#### Your instructions:
Nothing should be output except the lines from the top of the material below through the line that contains "176L245 182L248 243L241", each exactly as written.

#### Data to process:
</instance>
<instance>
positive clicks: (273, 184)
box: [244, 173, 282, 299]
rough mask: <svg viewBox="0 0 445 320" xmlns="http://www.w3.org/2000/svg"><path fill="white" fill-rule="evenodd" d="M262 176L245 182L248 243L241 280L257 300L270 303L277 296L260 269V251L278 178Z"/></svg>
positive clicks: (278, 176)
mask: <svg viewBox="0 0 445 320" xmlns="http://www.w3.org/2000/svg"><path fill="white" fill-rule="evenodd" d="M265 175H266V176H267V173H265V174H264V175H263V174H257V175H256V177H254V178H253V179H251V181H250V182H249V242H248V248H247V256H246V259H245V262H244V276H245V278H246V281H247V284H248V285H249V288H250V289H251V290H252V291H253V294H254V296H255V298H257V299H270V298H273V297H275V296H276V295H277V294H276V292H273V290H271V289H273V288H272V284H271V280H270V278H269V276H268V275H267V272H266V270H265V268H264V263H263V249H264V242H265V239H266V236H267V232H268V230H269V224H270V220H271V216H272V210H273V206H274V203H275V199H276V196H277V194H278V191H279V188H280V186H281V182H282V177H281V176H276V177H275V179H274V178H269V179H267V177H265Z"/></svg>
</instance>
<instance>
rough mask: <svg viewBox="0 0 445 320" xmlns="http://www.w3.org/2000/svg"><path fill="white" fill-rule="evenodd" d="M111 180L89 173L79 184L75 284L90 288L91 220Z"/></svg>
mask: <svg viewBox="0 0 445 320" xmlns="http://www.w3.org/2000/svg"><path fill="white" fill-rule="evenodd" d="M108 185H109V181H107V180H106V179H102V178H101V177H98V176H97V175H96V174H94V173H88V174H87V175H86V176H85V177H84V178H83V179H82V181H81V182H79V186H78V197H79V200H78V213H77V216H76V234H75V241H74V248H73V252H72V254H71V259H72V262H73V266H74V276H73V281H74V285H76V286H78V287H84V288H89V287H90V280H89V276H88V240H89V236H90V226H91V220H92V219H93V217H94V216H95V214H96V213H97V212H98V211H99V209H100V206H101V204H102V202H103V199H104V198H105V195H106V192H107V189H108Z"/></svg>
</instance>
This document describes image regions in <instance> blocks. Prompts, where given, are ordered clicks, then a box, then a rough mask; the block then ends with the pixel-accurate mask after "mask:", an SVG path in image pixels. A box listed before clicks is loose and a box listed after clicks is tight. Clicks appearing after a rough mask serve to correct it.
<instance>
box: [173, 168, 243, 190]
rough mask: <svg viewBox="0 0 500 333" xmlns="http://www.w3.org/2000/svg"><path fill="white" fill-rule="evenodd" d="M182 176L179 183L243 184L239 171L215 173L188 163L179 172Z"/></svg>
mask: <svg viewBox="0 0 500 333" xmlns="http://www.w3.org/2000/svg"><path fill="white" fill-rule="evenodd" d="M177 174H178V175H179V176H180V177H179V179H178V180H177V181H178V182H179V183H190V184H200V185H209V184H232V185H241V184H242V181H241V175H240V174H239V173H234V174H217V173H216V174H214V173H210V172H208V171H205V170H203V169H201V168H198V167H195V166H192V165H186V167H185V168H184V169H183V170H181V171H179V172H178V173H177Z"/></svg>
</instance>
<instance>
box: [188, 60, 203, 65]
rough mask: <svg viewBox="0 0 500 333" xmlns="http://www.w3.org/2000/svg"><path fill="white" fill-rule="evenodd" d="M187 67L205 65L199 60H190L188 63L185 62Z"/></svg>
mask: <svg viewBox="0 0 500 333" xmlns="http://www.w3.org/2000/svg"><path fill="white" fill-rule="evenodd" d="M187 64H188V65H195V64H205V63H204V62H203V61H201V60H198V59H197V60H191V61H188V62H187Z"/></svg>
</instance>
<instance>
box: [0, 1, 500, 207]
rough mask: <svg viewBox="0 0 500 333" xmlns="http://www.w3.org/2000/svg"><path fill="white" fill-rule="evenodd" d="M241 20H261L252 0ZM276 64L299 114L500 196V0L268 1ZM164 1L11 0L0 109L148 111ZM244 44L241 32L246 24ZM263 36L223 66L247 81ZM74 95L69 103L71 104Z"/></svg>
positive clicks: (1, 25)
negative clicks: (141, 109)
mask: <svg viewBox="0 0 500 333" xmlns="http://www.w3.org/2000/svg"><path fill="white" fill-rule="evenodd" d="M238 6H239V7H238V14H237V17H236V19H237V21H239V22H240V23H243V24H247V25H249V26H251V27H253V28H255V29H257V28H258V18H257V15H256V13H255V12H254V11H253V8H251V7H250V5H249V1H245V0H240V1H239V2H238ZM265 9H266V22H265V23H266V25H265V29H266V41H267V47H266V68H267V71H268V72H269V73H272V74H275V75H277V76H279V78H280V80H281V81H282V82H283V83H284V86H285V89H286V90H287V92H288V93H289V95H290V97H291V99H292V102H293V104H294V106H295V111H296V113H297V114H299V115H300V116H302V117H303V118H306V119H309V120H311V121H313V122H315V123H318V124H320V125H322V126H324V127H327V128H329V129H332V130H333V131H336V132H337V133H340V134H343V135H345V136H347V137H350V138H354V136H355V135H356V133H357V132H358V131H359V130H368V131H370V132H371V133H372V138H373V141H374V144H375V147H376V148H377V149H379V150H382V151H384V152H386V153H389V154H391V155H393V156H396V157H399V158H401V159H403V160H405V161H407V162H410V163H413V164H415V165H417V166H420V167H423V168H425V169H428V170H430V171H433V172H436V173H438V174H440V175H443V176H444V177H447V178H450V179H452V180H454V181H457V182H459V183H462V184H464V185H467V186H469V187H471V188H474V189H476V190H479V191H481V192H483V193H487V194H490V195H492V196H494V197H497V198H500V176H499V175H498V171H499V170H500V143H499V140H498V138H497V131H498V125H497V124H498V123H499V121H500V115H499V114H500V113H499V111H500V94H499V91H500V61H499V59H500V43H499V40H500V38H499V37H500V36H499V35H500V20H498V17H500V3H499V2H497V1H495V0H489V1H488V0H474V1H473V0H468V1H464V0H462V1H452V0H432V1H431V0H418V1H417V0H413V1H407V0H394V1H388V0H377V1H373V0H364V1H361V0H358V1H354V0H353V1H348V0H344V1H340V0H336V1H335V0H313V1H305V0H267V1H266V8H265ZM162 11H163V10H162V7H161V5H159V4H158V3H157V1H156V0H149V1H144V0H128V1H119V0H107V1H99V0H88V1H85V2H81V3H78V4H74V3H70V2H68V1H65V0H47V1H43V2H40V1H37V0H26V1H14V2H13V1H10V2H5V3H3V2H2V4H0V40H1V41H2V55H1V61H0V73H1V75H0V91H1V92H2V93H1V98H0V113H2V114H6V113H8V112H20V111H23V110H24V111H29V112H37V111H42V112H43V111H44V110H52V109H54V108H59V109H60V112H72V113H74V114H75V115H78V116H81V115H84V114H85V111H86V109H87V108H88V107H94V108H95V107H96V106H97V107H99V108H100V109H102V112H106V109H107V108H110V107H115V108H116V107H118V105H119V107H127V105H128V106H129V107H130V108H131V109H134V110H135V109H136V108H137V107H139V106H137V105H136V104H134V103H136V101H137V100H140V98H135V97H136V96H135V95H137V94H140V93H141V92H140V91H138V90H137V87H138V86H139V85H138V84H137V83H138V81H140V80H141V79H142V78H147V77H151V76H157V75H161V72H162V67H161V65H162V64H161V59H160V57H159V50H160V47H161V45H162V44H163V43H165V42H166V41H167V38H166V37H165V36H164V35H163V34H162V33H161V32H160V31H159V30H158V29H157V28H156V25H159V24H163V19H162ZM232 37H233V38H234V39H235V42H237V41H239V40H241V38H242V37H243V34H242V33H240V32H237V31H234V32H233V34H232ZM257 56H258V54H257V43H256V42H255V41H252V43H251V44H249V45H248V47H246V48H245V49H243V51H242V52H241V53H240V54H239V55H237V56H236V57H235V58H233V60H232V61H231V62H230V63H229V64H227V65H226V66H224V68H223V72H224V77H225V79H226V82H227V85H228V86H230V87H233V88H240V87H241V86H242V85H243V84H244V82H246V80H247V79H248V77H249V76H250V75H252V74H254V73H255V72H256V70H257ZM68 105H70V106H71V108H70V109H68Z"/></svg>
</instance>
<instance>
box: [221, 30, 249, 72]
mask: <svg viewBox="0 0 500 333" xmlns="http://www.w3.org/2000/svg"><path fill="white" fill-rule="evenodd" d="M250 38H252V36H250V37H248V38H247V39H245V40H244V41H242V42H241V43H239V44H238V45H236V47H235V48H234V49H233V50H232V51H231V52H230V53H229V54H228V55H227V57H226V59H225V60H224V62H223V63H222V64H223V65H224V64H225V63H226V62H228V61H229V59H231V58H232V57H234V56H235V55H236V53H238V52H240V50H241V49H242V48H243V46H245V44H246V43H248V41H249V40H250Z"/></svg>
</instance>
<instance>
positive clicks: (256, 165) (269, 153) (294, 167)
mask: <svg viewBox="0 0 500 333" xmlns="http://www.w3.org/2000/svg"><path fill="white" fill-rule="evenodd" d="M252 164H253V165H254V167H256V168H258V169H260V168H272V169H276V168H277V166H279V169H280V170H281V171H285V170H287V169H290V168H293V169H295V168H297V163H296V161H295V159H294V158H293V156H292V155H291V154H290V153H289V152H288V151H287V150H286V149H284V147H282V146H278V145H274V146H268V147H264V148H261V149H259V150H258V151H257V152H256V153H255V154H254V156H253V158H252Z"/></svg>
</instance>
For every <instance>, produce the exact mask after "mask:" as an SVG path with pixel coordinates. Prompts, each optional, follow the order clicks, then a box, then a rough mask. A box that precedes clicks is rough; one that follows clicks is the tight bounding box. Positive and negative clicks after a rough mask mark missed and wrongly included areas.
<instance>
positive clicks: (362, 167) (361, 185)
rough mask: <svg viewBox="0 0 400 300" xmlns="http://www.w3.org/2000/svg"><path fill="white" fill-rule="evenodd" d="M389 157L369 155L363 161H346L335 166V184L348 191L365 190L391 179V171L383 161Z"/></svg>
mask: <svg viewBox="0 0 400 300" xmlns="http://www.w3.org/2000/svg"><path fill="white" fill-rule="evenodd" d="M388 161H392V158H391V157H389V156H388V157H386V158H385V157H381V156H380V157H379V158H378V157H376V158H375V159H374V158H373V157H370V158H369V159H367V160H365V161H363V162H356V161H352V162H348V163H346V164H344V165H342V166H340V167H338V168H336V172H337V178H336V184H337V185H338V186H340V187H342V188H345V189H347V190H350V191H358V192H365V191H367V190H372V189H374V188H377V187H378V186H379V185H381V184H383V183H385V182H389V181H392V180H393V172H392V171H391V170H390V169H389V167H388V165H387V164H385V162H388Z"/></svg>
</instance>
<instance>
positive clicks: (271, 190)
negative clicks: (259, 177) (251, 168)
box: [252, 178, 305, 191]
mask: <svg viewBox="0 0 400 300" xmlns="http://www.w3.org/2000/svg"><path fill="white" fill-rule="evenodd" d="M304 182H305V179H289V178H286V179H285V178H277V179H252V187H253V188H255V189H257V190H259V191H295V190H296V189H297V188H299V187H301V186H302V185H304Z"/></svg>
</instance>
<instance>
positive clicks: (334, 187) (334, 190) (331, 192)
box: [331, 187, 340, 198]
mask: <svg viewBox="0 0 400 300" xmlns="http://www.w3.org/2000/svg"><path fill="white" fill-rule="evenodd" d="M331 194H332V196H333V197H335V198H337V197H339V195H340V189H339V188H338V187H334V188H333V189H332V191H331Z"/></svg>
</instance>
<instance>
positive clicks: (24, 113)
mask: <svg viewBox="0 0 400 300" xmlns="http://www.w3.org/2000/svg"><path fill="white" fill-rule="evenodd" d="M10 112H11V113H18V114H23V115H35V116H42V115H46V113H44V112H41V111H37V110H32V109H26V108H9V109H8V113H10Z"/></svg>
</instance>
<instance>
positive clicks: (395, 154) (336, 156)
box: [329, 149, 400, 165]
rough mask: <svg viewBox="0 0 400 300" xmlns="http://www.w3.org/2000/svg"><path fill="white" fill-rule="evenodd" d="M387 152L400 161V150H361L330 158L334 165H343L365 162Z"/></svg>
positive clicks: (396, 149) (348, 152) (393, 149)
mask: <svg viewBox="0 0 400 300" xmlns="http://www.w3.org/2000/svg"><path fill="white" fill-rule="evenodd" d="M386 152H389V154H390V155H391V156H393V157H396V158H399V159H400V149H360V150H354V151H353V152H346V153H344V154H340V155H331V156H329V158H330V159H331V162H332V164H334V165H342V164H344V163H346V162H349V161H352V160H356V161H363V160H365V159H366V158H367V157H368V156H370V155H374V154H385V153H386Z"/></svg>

#### Response:
</instance>
<instance>
positive clicks: (273, 184)
box: [244, 173, 282, 299]
rough mask: <svg viewBox="0 0 445 320" xmlns="http://www.w3.org/2000/svg"><path fill="white" fill-rule="evenodd" d="M262 176L245 182L248 243L241 280L257 300L270 303L277 296L260 269V251L278 178Z"/></svg>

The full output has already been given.